> [GIVEN PASSAGE]:
Start of Block

On Mercer Island, students are used to living in a community where everyone knows everyone else, but we cannot forget that there are individuals who remind them of a bigger world, and are reminded in turn as well. Enter: the international students!
Each year Islanders are accompanied by new students from countries across the globe, from South America to Europe and beyond.
These students have come from far and wide to expand their academic horizons in a new environment, often to master English. Cristobal Langlois and Matias Fleischmann, from Santiago, Chilé, as well as Emma Garnier, from France, are among these new additions to MI.
Langlois and Fleischmann, two Spanish-speaking freshmen, arrived in the United States in September and both love Mercer Island, especially the abundance of trees and nature, and the kindness of their peers and teachers. In fact, according to Fleischmann, the island is “really similar” to their hometown, much to his delight.
Emma Garnier arrived in America in October, and said that she has been wowed by the environment on the island similarly to Langlois and Fleischmann.
“It’s very different [on Mercer Island]: everything is bigger, and there are so many trees,” Garnier said. “It’s very beautiful.”
Ultimately, all agree that Mercer Island is welcoming.
“All my good friends are in Chile, so it’s hard to adjust, but everyone here has been friendly,” Fleischmann said.
“I think the culture [of America] is different from France, but it’s not a really big difference; we’re all the same,” said Garnier.
Langlois said he would love to return to the U.S. as an adult to live and work here one day with his advanced English speaking abilities.

End of Block

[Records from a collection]
Start of Block

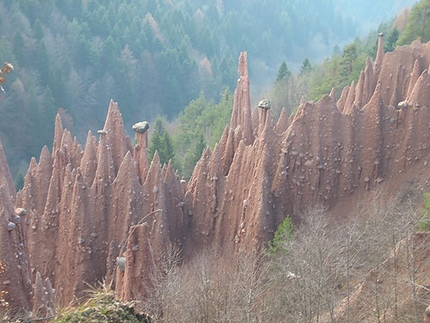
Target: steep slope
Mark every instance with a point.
(104, 213)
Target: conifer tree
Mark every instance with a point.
(161, 142)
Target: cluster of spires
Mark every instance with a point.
(105, 213)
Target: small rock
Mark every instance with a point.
(120, 261)
(20, 211)
(16, 219)
(11, 226)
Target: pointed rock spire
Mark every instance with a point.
(241, 114)
(379, 55)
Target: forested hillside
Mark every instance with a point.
(152, 56)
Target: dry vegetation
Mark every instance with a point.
(315, 277)
(374, 268)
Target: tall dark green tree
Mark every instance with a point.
(161, 142)
(391, 40)
(306, 66)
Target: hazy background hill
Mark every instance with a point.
(152, 56)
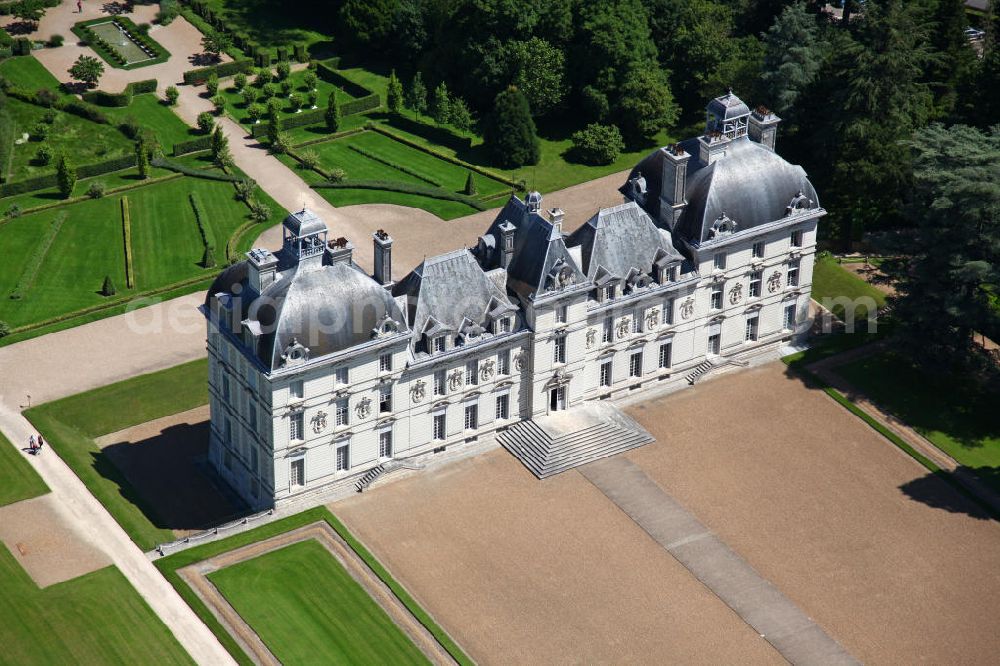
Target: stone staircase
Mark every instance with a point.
(546, 446)
(369, 478)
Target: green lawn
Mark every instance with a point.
(237, 107)
(83, 141)
(166, 242)
(832, 281)
(97, 618)
(18, 480)
(71, 424)
(309, 610)
(27, 72)
(959, 418)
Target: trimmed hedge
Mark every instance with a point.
(164, 163)
(127, 231)
(108, 54)
(403, 188)
(37, 257)
(448, 158)
(389, 163)
(198, 76)
(193, 145)
(123, 98)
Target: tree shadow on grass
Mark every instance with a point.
(943, 490)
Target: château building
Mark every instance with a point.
(320, 373)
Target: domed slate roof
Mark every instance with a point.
(325, 309)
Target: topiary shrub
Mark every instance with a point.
(108, 288)
(597, 144)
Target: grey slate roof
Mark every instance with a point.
(539, 248)
(449, 289)
(622, 238)
(750, 184)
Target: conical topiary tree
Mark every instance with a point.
(108, 288)
(509, 132)
(208, 259)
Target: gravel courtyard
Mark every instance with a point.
(844, 524)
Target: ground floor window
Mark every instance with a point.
(343, 462)
(606, 373)
(471, 417)
(665, 351)
(503, 407)
(298, 472)
(635, 365)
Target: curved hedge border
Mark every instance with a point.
(389, 163)
(403, 188)
(37, 257)
(83, 31)
(448, 158)
(127, 231)
(124, 98)
(198, 76)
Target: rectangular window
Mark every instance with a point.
(471, 417)
(503, 407)
(635, 365)
(756, 278)
(559, 353)
(297, 473)
(606, 373)
(503, 362)
(788, 321)
(793, 274)
(385, 444)
(665, 350)
(295, 428)
(717, 297)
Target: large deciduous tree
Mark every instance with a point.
(509, 132)
(949, 271)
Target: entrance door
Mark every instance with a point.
(557, 399)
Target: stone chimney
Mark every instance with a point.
(262, 268)
(764, 127)
(339, 251)
(674, 184)
(507, 231)
(382, 243)
(556, 216)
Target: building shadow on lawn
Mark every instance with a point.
(168, 478)
(940, 490)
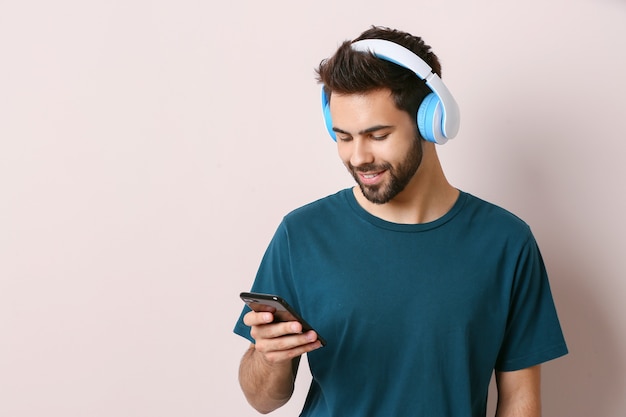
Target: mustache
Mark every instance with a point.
(370, 167)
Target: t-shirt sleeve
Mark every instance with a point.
(533, 333)
(274, 276)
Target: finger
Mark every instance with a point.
(275, 330)
(287, 347)
(253, 318)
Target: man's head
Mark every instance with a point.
(375, 105)
(351, 71)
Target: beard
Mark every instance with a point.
(399, 175)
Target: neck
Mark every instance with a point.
(427, 197)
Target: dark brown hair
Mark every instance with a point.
(352, 72)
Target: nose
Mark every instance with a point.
(361, 153)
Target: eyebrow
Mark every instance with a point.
(364, 131)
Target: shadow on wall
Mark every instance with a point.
(589, 381)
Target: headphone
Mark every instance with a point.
(438, 116)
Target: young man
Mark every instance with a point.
(420, 290)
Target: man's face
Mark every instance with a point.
(377, 143)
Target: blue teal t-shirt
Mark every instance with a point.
(416, 317)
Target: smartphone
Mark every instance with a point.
(279, 307)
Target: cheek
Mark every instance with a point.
(343, 150)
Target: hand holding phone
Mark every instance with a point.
(276, 305)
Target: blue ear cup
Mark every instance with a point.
(429, 117)
(327, 119)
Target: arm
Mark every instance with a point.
(268, 369)
(519, 393)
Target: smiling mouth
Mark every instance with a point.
(370, 177)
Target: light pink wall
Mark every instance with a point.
(148, 149)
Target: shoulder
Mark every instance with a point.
(319, 209)
(494, 219)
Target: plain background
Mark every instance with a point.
(148, 150)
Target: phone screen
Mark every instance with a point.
(278, 306)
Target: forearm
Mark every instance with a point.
(267, 386)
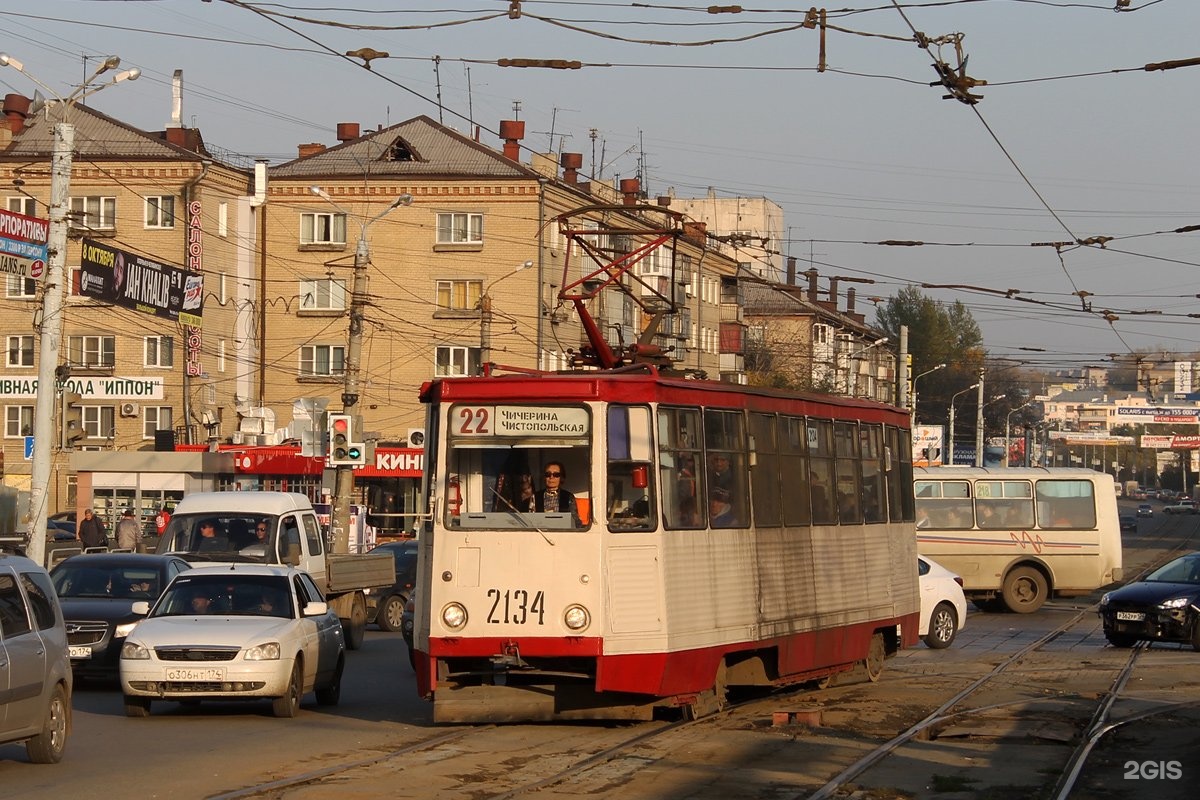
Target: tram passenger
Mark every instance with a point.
(553, 498)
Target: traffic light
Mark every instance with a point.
(343, 450)
(72, 417)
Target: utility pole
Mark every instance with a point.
(54, 283)
(343, 480)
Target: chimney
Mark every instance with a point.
(630, 187)
(811, 275)
(513, 131)
(16, 110)
(571, 163)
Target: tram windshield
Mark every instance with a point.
(519, 467)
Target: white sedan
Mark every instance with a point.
(943, 608)
(241, 632)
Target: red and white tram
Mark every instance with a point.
(720, 536)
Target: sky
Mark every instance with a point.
(1073, 138)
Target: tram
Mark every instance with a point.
(622, 542)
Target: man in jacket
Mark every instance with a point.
(91, 530)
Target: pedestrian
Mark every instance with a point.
(91, 530)
(129, 531)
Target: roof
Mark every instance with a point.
(415, 148)
(96, 137)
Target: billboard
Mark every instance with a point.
(136, 282)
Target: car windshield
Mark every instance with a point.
(228, 595)
(118, 583)
(1181, 570)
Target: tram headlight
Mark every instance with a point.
(454, 617)
(576, 618)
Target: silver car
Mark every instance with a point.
(35, 668)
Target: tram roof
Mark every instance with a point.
(651, 388)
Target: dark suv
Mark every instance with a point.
(385, 606)
(34, 657)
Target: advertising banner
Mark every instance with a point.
(136, 282)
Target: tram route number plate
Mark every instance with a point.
(196, 673)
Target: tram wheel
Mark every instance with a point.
(1025, 590)
(875, 655)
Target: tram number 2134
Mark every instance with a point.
(516, 607)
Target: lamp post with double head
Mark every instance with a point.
(949, 445)
(343, 491)
(485, 317)
(61, 157)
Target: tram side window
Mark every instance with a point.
(943, 505)
(874, 495)
(1003, 505)
(1066, 504)
(630, 499)
(850, 474)
(679, 463)
(793, 471)
(765, 495)
(726, 486)
(821, 473)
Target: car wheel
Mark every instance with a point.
(390, 614)
(943, 626)
(1121, 639)
(47, 746)
(289, 704)
(875, 655)
(331, 693)
(137, 707)
(1025, 590)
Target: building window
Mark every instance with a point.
(18, 287)
(21, 350)
(100, 421)
(460, 294)
(322, 294)
(95, 212)
(160, 352)
(322, 360)
(157, 417)
(25, 205)
(161, 211)
(457, 361)
(322, 228)
(460, 228)
(18, 421)
(91, 350)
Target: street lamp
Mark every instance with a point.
(485, 317)
(852, 380)
(53, 286)
(1008, 419)
(949, 453)
(340, 515)
(912, 410)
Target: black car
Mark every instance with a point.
(387, 606)
(1162, 607)
(97, 591)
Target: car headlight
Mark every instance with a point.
(269, 651)
(454, 617)
(133, 651)
(576, 618)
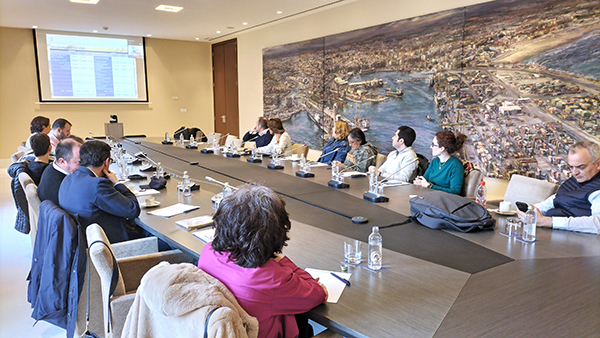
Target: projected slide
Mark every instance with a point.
(91, 67)
(86, 67)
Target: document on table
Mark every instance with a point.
(353, 173)
(145, 192)
(195, 222)
(393, 183)
(318, 164)
(334, 286)
(206, 235)
(173, 210)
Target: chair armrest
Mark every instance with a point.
(134, 268)
(136, 247)
(120, 306)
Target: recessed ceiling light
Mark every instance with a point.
(168, 8)
(89, 2)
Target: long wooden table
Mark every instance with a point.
(438, 284)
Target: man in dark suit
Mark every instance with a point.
(66, 162)
(94, 193)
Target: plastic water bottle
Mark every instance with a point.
(187, 186)
(375, 252)
(481, 194)
(529, 225)
(160, 172)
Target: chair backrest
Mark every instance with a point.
(229, 140)
(101, 256)
(24, 179)
(300, 149)
(33, 204)
(16, 156)
(212, 136)
(471, 182)
(423, 165)
(528, 190)
(380, 159)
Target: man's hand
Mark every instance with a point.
(541, 221)
(374, 169)
(110, 175)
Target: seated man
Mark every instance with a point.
(39, 124)
(40, 144)
(401, 163)
(66, 162)
(259, 134)
(94, 193)
(576, 204)
(61, 129)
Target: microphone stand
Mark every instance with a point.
(210, 151)
(373, 195)
(339, 182)
(227, 189)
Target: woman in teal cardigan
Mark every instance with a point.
(445, 172)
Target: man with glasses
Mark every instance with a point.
(576, 204)
(401, 164)
(95, 195)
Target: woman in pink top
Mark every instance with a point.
(251, 231)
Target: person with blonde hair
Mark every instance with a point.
(337, 147)
(281, 141)
(445, 172)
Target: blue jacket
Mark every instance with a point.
(57, 268)
(95, 200)
(339, 155)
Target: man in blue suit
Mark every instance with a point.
(94, 194)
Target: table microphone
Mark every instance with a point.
(210, 151)
(331, 152)
(374, 196)
(342, 185)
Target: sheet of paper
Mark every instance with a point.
(334, 286)
(195, 222)
(174, 209)
(206, 235)
(318, 164)
(351, 173)
(145, 192)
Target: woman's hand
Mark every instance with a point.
(421, 181)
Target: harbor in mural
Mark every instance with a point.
(520, 79)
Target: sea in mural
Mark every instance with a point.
(520, 78)
(416, 108)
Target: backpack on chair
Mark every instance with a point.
(440, 210)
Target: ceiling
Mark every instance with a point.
(199, 20)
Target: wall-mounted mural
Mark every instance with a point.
(520, 78)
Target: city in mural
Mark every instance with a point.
(520, 78)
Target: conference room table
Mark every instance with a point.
(435, 283)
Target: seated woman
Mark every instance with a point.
(362, 155)
(251, 230)
(445, 172)
(281, 141)
(337, 147)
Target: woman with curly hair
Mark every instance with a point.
(445, 171)
(251, 230)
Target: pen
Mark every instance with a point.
(347, 282)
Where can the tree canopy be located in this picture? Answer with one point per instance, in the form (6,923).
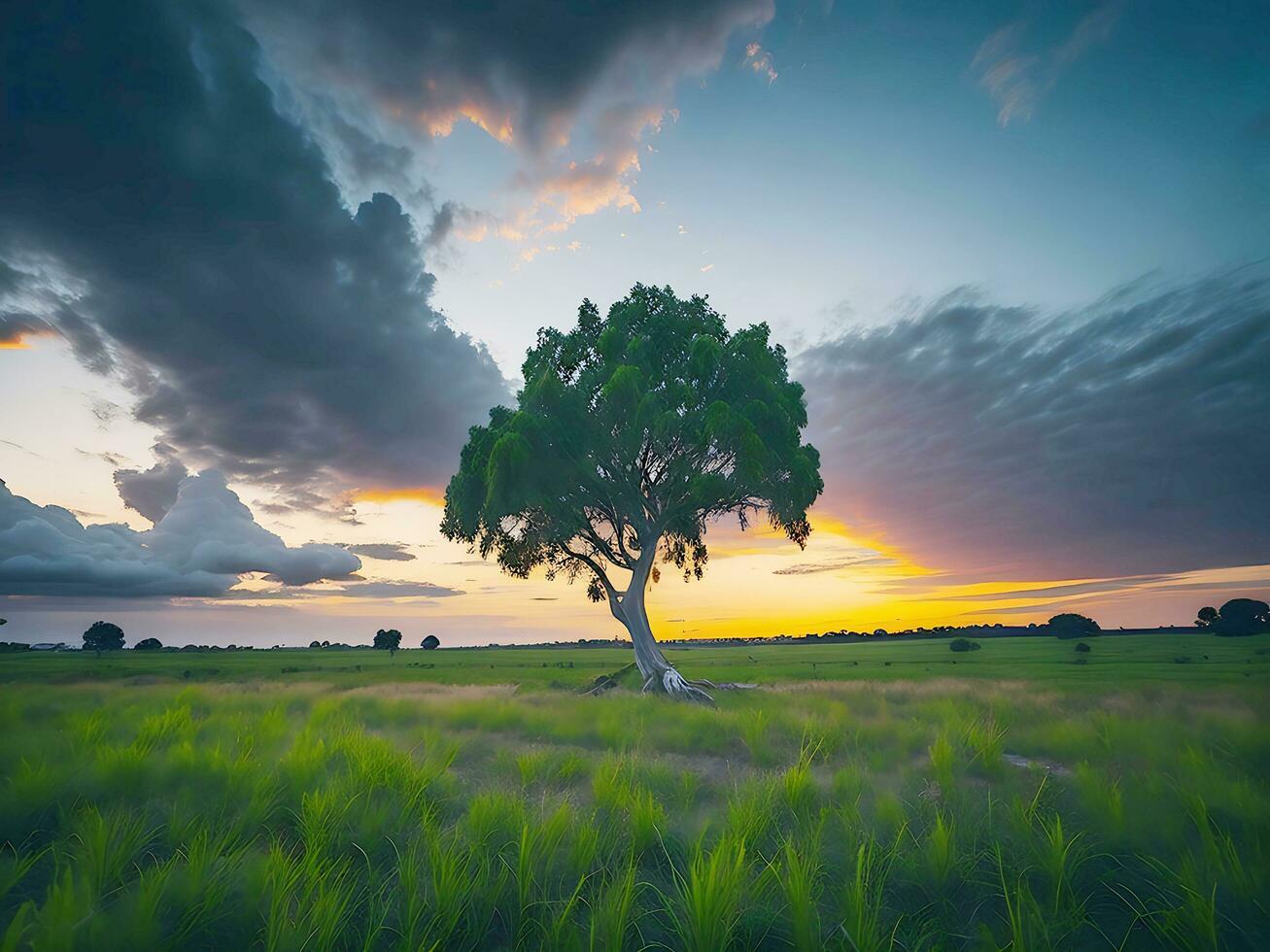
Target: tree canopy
(389,640)
(1237,617)
(103,636)
(1068,625)
(632,430)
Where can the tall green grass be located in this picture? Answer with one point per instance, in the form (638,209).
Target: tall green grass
(856,816)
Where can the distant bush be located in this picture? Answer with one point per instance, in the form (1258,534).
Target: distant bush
(388,640)
(1236,619)
(103,636)
(1070,625)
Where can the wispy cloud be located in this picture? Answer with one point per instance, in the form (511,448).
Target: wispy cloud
(1017,77)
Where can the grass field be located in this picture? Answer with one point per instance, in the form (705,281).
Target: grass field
(870,796)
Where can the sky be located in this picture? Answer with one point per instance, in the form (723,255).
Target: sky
(261,264)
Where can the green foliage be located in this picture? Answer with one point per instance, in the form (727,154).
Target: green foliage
(388,640)
(103,636)
(1238,617)
(168,815)
(632,433)
(1068,625)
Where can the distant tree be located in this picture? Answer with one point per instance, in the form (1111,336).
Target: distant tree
(388,640)
(1070,625)
(1242,616)
(632,434)
(103,636)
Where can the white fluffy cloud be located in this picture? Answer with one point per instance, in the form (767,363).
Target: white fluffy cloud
(198,549)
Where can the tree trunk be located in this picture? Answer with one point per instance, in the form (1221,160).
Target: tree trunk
(659,674)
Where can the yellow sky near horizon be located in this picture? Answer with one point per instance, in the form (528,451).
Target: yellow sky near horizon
(64,450)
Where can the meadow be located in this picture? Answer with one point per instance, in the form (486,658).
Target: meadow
(868,796)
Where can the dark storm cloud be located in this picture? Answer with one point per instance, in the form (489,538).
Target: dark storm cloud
(1125,438)
(352,589)
(198,549)
(524,66)
(153,492)
(16,325)
(206,256)
(384,551)
(573,87)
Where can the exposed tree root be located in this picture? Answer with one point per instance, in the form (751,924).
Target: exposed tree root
(675,686)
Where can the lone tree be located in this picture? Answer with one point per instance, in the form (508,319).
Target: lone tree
(634,431)
(103,636)
(1074,626)
(1237,617)
(388,640)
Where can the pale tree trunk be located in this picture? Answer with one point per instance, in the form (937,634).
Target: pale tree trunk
(659,674)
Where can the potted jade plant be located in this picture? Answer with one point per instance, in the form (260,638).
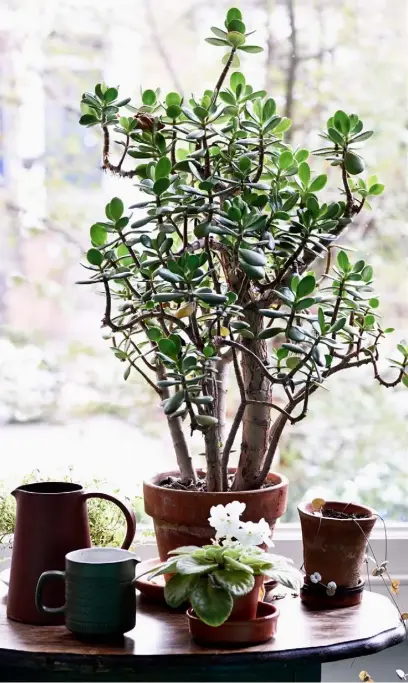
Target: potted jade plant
(223,581)
(213,260)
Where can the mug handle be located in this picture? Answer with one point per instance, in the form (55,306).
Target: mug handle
(127,511)
(39,592)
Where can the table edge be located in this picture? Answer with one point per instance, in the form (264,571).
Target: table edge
(328,653)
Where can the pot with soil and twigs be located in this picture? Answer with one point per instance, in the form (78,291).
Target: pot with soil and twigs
(335,537)
(215,258)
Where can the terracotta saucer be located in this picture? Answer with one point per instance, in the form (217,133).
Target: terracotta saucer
(236,633)
(314,596)
(154,589)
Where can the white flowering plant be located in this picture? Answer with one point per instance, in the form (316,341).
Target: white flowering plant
(213,576)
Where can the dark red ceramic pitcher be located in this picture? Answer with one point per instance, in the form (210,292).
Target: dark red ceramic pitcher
(51,520)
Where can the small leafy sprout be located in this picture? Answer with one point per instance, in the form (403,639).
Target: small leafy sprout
(318,504)
(395,585)
(365,677)
(213,576)
(331,588)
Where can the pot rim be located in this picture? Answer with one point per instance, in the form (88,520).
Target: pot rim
(304,509)
(282,483)
(274,614)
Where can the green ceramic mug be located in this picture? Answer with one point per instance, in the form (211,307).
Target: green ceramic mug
(100,596)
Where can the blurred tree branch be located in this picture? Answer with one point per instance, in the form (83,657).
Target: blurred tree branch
(161,49)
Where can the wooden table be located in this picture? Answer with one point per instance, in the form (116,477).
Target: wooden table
(160,648)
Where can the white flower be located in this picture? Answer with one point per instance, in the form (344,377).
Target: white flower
(224,524)
(266,532)
(234,509)
(250,534)
(331,588)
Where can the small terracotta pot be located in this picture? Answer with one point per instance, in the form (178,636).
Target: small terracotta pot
(237,633)
(245,608)
(315,596)
(181,517)
(335,548)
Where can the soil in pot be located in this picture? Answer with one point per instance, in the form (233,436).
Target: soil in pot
(180,516)
(334,542)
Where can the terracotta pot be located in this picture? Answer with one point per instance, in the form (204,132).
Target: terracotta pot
(245,608)
(237,633)
(181,517)
(335,548)
(315,596)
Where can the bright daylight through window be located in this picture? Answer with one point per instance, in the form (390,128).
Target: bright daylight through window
(71,405)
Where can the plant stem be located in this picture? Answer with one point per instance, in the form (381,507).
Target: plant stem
(184,460)
(223,75)
(257,417)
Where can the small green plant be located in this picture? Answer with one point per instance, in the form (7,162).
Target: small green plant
(218,260)
(213,576)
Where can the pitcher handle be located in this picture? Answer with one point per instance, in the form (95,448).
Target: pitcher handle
(39,592)
(127,511)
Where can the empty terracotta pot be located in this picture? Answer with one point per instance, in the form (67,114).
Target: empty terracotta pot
(181,517)
(335,548)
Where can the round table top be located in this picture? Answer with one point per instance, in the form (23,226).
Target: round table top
(162,635)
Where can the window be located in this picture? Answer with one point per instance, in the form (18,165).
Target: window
(63,401)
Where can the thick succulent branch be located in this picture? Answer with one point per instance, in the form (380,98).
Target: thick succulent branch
(184,460)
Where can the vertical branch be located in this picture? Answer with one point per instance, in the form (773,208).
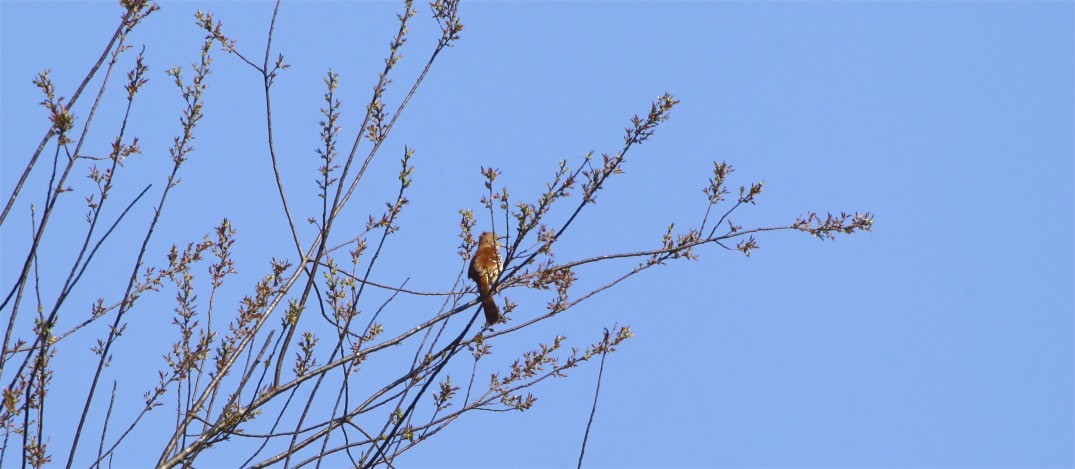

End of Block

> [WHAT TO WORK ON]:
a - Answer these questions using the passage on international students at Mercer Island:
(i) In which month did Langlois and Fleischmann arrive in the United States?
(ii) In which month did Emma Garnier arrive in America?
(iii) What would Langlois love to do as an adult?
b - Reproduce the passage on international students at Mercer Island verbatim, from "Each year Islanders" up to and including "to his delight.".

> [ANSWERS FOR THE EXERCISE]:
a -
(i) September
(ii) October
(iii) Return to the U.S. to live and work there one day

b -
Each year Islanders are accompanied by new students from countries across the globe, from South America to Europe and beyond.
These students have come from far and wide to expand their academic horizons in a new environment, often to master English. Cristobal Langlois and Matias Fleischmann, from Santiago, Chilé, as well as Emma Garnier, from France, are among these new additions to MI.
Langlois and Fleischmann, two Spanish-speaking freshmen, arrived in the United States in September and both love Mercer Island, especially the abundance of trees and nature, and the kindness of their peers and teachers. In fact, according to Fleischmann, the island is “really similar” to their hometown, much to his delight.